[Referring expression data]
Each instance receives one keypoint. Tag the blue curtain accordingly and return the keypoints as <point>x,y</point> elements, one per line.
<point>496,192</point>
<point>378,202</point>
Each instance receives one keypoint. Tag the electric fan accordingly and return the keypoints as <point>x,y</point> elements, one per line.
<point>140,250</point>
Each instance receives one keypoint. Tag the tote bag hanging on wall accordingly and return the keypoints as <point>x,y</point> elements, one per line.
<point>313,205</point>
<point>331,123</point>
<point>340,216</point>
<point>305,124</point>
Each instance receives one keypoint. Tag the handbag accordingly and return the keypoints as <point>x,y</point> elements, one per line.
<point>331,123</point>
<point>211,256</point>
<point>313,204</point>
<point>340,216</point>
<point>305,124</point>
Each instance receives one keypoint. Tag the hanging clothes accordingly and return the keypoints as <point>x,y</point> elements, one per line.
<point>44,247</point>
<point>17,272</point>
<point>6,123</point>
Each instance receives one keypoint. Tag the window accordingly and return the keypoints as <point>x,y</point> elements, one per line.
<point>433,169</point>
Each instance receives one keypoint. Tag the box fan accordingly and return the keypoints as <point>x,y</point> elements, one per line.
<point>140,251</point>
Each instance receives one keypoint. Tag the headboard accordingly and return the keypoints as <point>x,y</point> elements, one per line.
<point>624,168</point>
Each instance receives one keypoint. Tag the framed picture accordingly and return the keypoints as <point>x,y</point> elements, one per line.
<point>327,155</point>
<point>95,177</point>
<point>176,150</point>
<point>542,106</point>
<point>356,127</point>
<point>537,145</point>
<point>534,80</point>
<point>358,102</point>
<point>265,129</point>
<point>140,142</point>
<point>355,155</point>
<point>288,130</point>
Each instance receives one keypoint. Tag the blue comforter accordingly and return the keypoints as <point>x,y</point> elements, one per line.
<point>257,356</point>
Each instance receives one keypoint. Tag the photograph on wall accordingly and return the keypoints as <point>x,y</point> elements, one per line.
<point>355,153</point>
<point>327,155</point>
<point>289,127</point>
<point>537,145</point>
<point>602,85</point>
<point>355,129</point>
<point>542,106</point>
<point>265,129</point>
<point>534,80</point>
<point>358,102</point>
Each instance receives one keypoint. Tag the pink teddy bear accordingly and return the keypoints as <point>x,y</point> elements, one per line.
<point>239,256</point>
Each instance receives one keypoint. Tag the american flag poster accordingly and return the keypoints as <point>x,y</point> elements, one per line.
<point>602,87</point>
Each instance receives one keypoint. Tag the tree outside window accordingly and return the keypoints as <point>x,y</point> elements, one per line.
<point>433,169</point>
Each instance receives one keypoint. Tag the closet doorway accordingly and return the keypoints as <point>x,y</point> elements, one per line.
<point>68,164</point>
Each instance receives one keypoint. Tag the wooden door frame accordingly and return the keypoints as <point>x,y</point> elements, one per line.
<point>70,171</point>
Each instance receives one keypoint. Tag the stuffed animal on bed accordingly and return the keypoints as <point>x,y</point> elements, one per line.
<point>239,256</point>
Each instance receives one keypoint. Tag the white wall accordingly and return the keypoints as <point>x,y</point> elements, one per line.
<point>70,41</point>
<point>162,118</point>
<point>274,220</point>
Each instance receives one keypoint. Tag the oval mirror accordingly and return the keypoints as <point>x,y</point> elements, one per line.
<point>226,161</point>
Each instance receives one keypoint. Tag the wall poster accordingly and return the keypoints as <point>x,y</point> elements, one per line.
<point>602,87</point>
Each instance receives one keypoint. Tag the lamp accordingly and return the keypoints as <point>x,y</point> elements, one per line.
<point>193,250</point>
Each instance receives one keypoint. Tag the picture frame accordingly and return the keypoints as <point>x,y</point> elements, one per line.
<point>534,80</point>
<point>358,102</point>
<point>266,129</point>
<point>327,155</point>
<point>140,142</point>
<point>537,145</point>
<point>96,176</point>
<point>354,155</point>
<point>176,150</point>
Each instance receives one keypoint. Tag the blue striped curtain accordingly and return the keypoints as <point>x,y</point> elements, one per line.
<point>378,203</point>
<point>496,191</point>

_What to do:_ Write out all of the records above exactly as they appear.

_Result below:_
Each instance receives one keypoint. Tag the blue curtain accordingly and return the keypoints as <point>x,y</point> elements, one per line.
<point>496,192</point>
<point>378,202</point>
Each instance receives one keypoint. Tag the electric fan accordingly and return the keypoints as <point>x,y</point> elements, one per line.
<point>140,250</point>
Each instance receives one keypoint. Tag the tote bag hanging on wall accordingly and return the keypoints as <point>x,y</point> elements, one per line.
<point>313,205</point>
<point>331,123</point>
<point>340,216</point>
<point>305,124</point>
Each instance receives one keypoint. Tag the handbag accordingly and return the keypoints as <point>x,y</point> elements, one per line.
<point>331,123</point>
<point>211,256</point>
<point>313,204</point>
<point>340,216</point>
<point>305,124</point>
Each instance receives one keypoint. Tag the hanging clothes accordingly and return the keypoints as <point>x,y</point> elements, one per line.
<point>44,247</point>
<point>17,272</point>
<point>6,123</point>
Each instance receives one keypoint. Tag the window accordingly and return the keypoints as <point>x,y</point> elements, one per line.
<point>433,169</point>
Each instance receives one keypoint. Tag the box fan accordingly and return the keypoints as <point>x,y</point> elements, one per line.
<point>140,251</point>
Each instance receives one keypoint. Tag the headboard accordingly and return the keypoints as <point>x,y</point> elements, one per line.
<point>624,168</point>
Each instance receives one keypoint. Tag the framed picture accordingly and return the keypoints as <point>x,y</point> elements, one per line.
<point>327,155</point>
<point>95,177</point>
<point>176,150</point>
<point>542,106</point>
<point>356,127</point>
<point>537,145</point>
<point>534,80</point>
<point>358,102</point>
<point>265,129</point>
<point>140,142</point>
<point>355,155</point>
<point>288,130</point>
Each instance receives one keypoint. Tag the blue comforter accordingly and return the keypoints as <point>x,y</point> elements, one per line.
<point>257,356</point>
Each instance receives one keypoint. Tag the photograph on wall accordingly and return the keypoints as <point>x,y</point> elements, one per line.
<point>355,153</point>
<point>327,155</point>
<point>289,127</point>
<point>537,145</point>
<point>602,85</point>
<point>355,129</point>
<point>542,106</point>
<point>265,129</point>
<point>534,80</point>
<point>358,102</point>
Each instance receives one keypoint. Tag the pink teddy bear accordingly and return the keypoints as <point>x,y</point> elements, one per line.
<point>239,256</point>
Each instance receives one keypoint. Tag the american flag poster accordingly and return the keypoints as <point>x,y</point> elements, one per line.
<point>602,87</point>
Each instance receives one keypoint. Tag the tree outside window accordingly and return the keypoints as <point>x,y</point> elements, one per line.
<point>433,169</point>
Each instance receives one keypoint. Tag the closet doorway accordingly and return the keypoints as <point>x,y</point> elements, one per line.
<point>68,164</point>
Each instance receives one keypoint. Tag the wooden door frame accordingly and return the keypoints as <point>x,y</point> elements, one per line.
<point>70,171</point>
Each instance receives one keypoint. Tag the stuffed animal on bed accordingly and return the keypoints as <point>x,y</point> elements, one per line.
<point>239,256</point>
Each instance receives one keypoint. Tag the white wall accordingly and return the keypoints as <point>x,y</point> elements, one per line.
<point>70,41</point>
<point>162,118</point>
<point>274,220</point>
Each instance receives one keypoint. Tag the oval mirror accordingly and return the keypoints as <point>x,y</point> elements, one per line.
<point>226,161</point>
Each instance receives one keypoint. Tag the wall poster accordingly and return the keypoints as <point>x,y</point> elements, one per line.
<point>602,87</point>
Each instance receives one keypoint. Tag the lamp accordingly and return the keypoints as <point>x,y</point> elements, one per line.
<point>193,250</point>
Each instance receives one keypoint. Tag the picture frame accordingly and return the keypoints as <point>x,y</point> elements, one per line.
<point>534,80</point>
<point>358,102</point>
<point>266,129</point>
<point>327,155</point>
<point>140,142</point>
<point>537,145</point>
<point>96,176</point>
<point>354,155</point>
<point>176,150</point>
Each instance receives one keypoint. Tag the blue striped curtain accordingly and return the keypoints as <point>x,y</point> elements, one per line.
<point>378,203</point>
<point>496,191</point>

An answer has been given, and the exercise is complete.